▶ [What you will do]: Your answer should be an exact copy of every record.

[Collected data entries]

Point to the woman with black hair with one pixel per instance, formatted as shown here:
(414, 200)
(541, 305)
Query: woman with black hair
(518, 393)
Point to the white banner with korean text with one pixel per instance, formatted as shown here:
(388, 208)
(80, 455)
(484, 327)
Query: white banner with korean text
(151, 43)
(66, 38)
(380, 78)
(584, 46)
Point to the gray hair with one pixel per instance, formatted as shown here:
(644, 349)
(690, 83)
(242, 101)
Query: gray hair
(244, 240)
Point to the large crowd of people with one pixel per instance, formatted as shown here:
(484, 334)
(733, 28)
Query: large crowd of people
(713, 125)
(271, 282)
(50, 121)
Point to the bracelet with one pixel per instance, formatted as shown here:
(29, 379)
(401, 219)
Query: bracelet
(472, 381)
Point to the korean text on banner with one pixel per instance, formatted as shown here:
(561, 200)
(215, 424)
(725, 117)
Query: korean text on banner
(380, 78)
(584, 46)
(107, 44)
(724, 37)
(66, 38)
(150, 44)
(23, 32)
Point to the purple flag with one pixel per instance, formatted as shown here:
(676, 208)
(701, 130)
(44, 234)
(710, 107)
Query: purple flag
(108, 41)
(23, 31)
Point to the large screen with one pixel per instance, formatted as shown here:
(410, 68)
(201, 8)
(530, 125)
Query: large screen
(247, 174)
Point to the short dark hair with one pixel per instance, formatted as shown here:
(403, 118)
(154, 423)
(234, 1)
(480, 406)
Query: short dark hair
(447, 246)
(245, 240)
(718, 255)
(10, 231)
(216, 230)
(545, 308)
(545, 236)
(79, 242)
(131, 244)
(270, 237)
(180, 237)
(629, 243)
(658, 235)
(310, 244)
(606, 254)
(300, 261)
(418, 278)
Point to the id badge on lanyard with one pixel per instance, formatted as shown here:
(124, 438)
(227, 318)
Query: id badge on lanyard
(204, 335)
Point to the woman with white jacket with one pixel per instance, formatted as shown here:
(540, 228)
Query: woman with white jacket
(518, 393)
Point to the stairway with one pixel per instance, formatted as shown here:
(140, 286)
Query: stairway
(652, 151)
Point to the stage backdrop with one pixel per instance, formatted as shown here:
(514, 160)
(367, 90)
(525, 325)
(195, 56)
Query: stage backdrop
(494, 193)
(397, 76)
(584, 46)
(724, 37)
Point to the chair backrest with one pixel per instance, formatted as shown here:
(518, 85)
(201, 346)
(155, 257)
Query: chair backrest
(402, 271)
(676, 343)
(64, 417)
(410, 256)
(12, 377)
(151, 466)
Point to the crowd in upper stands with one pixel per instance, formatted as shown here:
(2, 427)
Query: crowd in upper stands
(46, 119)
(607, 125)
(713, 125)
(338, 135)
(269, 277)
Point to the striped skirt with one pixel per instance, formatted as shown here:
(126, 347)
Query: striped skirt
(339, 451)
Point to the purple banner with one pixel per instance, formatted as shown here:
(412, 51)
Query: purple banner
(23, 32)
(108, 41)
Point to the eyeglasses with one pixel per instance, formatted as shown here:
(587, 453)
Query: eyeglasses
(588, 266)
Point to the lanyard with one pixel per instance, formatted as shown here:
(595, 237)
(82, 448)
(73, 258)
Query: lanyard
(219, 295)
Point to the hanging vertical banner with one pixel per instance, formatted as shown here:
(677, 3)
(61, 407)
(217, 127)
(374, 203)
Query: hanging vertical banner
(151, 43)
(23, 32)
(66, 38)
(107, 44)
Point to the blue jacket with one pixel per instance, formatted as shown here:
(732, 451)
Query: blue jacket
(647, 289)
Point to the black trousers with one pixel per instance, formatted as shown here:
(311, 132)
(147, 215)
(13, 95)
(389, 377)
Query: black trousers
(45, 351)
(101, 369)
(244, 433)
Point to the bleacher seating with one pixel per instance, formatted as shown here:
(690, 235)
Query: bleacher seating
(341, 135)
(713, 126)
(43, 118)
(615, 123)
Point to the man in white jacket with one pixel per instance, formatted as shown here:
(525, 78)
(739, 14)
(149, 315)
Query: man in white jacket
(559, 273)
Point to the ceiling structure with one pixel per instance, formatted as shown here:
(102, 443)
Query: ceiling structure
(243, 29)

▶ [Problem solution]:
Point to the woman with black hair with one pixel per instance, formatted as shown here:
(414, 200)
(541, 305)
Query: woman with black hair
(518, 393)
Point to the white banner with korean text with one pixel per instance, formatted as shown here:
(388, 208)
(80, 455)
(484, 327)
Query: white banner with korean text
(151, 43)
(66, 38)
(380, 78)
(584, 46)
Point to the gray hair with one pixel per instance, formatted as shown here:
(644, 349)
(690, 83)
(242, 101)
Query: gray hair
(244, 240)
Point to the large crowd of people with one pixel per instance, formatted as shown here:
(484, 334)
(733, 28)
Query: large crowd of people
(713, 125)
(271, 282)
(50, 121)
Point to the bracelet with one pixel per instance, formatted as shown here:
(29, 379)
(401, 219)
Query: bracelet
(472, 381)
Point to the korean text on banner with one pixel per instance, formatted as shown here:
(561, 200)
(215, 424)
(725, 117)
Query: korean text on banner
(380, 78)
(584, 46)
(107, 44)
(724, 37)
(66, 38)
(150, 44)
(23, 32)
Point to the purple flag with one pixel per instance, formatted as shown here:
(676, 208)
(701, 130)
(44, 234)
(710, 107)
Query: purple flag
(108, 41)
(23, 31)
Point to the large screen with one pixel per instance, formatted as shown here:
(410, 68)
(201, 8)
(530, 125)
Query: large screen
(247, 174)
Point to the short dark hair with one pixel per instance, formatted as shown here:
(403, 118)
(154, 423)
(234, 1)
(480, 406)
Query: short dark hair
(447, 246)
(245, 240)
(718, 255)
(10, 231)
(216, 230)
(545, 308)
(545, 236)
(79, 242)
(131, 244)
(270, 237)
(180, 237)
(629, 243)
(658, 235)
(310, 244)
(606, 254)
(300, 261)
(418, 278)
Point to the id badge on lanyard with one pixel per instance, formatted as shown here:
(124, 438)
(227, 318)
Query: id badge on lanyard
(204, 335)
Point to the woman with white jacket with one pixel per instance, formatted as shown here:
(540, 228)
Query: woman with white jacket
(518, 393)
Point to the stairway with one pixel per instance, formatted as shown here:
(140, 286)
Query: stairway
(652, 151)
Point to the stage backdrop with one pixel per instance, formatted as shown here:
(514, 160)
(367, 90)
(525, 325)
(195, 56)
Query: stage backdrop
(494, 193)
(397, 76)
(584, 46)
(724, 37)
Point to the chair backrest with one pixel per instance, formatted as shown here:
(518, 85)
(201, 346)
(155, 257)
Query: chair backrest
(402, 271)
(676, 343)
(64, 417)
(410, 256)
(12, 377)
(151, 466)
Point to the crowd in upper stands with one pixel per instance, formatted as shown here:
(2, 427)
Query: crowd in upper stands
(46, 119)
(607, 125)
(713, 125)
(338, 135)
(269, 277)
Point to the striped skirt with one pixel per instance, formatted as shown here:
(126, 347)
Query: striped skirt
(339, 451)
Point to the purple banner with one pixel per instance, formatted as shown here:
(412, 51)
Query: purple banner
(23, 32)
(108, 41)
Point to the eyeglasses with one pixel per instance, formatted as shown here:
(587, 453)
Query: eyeglasses
(588, 266)
Point to the lanyard with one pixel per instance, formatted as shown here:
(595, 237)
(82, 448)
(73, 258)
Query: lanyard
(219, 295)
Point to the hanging vertical banner with one pixel per instance, formatted as shown here:
(677, 3)
(61, 407)
(217, 127)
(374, 203)
Query: hanging vertical banner
(151, 43)
(23, 32)
(66, 38)
(107, 44)
Point to the blue jacket with one pixel per instance, formatted as shown here:
(732, 451)
Query: blue jacket
(647, 289)
Point to the black trousers with one pixel per instance, formatted as shown here:
(311, 132)
(147, 215)
(13, 95)
(389, 377)
Query: black trousers
(45, 351)
(101, 369)
(244, 433)
Point to the bleacher seating with one pixel per instance, formatted as shown here:
(690, 235)
Query: bleacher seating
(341, 135)
(713, 126)
(43, 118)
(615, 123)
Point to the man in white jacket with one pixel per instance, formatted as shown here:
(525, 78)
(739, 14)
(149, 315)
Query: man in white jacket
(559, 273)
Point to the ceiling structure with one pixel per instance, formatted as shown here:
(102, 443)
Query: ceiling structure
(243, 29)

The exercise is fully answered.